══ Materials provided

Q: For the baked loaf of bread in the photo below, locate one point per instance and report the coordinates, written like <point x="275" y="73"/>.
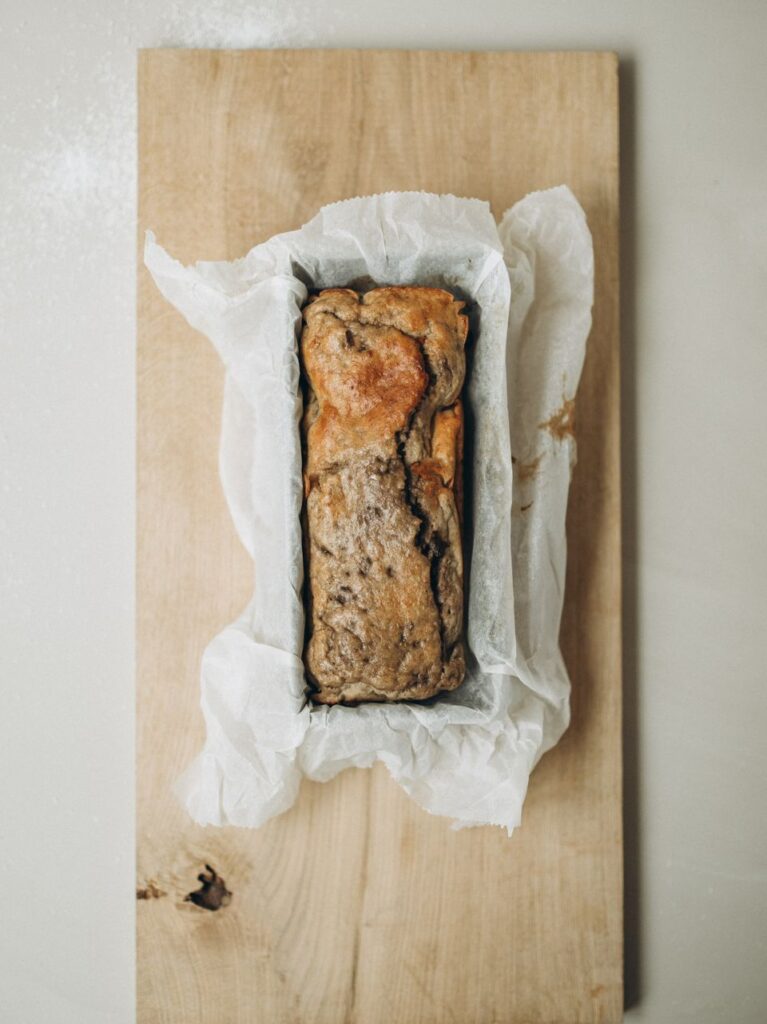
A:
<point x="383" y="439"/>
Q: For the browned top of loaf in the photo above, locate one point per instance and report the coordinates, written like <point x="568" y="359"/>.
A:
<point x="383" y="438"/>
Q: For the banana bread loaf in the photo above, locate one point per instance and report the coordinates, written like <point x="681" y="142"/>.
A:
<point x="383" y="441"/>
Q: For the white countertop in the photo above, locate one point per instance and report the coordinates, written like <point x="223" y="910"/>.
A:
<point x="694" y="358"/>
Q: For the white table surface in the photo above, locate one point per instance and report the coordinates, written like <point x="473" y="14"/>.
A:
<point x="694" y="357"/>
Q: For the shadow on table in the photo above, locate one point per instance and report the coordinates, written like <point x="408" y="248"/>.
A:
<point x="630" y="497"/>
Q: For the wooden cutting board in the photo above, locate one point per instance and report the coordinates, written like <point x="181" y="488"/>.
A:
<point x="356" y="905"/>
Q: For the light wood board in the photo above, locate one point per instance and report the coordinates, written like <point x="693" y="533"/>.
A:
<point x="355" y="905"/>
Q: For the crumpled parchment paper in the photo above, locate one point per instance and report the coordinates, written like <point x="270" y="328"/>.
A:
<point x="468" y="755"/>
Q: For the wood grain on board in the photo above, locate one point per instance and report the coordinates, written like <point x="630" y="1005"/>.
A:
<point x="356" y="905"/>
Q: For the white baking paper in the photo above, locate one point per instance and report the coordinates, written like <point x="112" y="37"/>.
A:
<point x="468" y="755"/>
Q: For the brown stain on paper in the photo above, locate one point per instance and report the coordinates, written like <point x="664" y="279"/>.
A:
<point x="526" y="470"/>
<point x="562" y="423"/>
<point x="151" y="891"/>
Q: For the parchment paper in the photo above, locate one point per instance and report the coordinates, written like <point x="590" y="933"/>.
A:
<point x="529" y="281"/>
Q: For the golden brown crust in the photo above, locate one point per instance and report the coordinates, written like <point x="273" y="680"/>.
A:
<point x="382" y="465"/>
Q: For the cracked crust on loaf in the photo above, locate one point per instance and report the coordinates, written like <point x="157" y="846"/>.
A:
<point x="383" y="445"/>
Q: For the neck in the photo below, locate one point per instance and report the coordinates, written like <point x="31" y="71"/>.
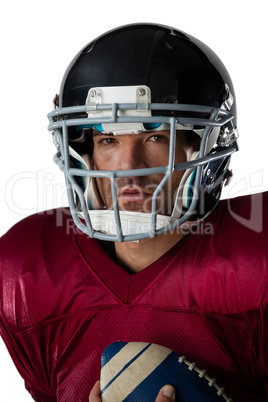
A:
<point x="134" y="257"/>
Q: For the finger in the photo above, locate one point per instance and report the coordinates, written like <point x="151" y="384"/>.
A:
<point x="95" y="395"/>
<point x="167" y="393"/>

════

Exercise objective: Give the entries again, exactly and in full, with no image included.

Expected answer:
Q: For the baked loaf of bread in the photo below, locate one point per instance and report the coordinates, written like <point x="275" y="73"/>.
A:
<point x="383" y="439"/>
Q: For the browned top of loaf in the photo above, locate one point per instance and report the coordinates, written like <point x="568" y="359"/>.
A:
<point x="383" y="438"/>
Q: For the banana bread loaf in the photo above, locate one point per instance and report the coordinates, written like <point x="681" y="142"/>.
A:
<point x="383" y="441"/>
Q: For the white countertop in the photo above, locate one point per instance and report the coordinates, written like <point x="223" y="910"/>.
A:
<point x="694" y="358"/>
Q: For the white table surface in the photo above, locate one point per instance and report the coordinates, written like <point x="473" y="14"/>.
A:
<point x="694" y="357"/>
Q: For the shadow on table in the photo above, locate one point per instance and report the coordinates, written like <point x="408" y="248"/>.
A:
<point x="630" y="497"/>
Q: For the wooden cutting board in the photo above, locate one point per instance and report the coordinates, written like <point x="181" y="488"/>.
A:
<point x="356" y="905"/>
Q: For the light wood board in the photo above, locate one point per instance and report the coordinates, written like <point x="693" y="533"/>.
A:
<point x="355" y="905"/>
Q: For the crumpled parchment paper in the photo above, locate one point per instance and report the coordinates, written like <point x="270" y="328"/>.
A:
<point x="468" y="755"/>
Q: For the wood grain on board in the photo above, locate one point per instance and report the coordinates, written like <point x="630" y="1005"/>.
A:
<point x="356" y="905"/>
Q: For the white baking paper in the photo above, locate one point per instance and report the coordinates, written like <point x="112" y="37"/>.
A:
<point x="468" y="755"/>
Q: For the brown stain on paper in the photo above, locate one point per instance and report the coordinates, written like <point x="664" y="279"/>.
A:
<point x="526" y="470"/>
<point x="562" y="423"/>
<point x="151" y="891"/>
Q: For the parchment paper in the photo above, locate one point per instance and report the coordinates, written like <point x="590" y="933"/>.
A:
<point x="529" y="281"/>
Q: For the golden brown crust in the photo above, locate one point per instance and report the coordinates, written like <point x="273" y="680"/>.
A:
<point x="382" y="465"/>
Q: For the cracked crust on loaf in the photo above, locate one point per instance and report the coordinates, written like <point x="157" y="846"/>.
A:
<point x="383" y="445"/>
Q: For the neck in the photo below, locate one point per instance and report the coordinates, written like <point x="31" y="71"/>.
A:
<point x="134" y="257"/>
Q: For the finger in the photo above, locate one point per instance and report the coordinates, written like <point x="151" y="384"/>.
A:
<point x="95" y="395"/>
<point x="167" y="393"/>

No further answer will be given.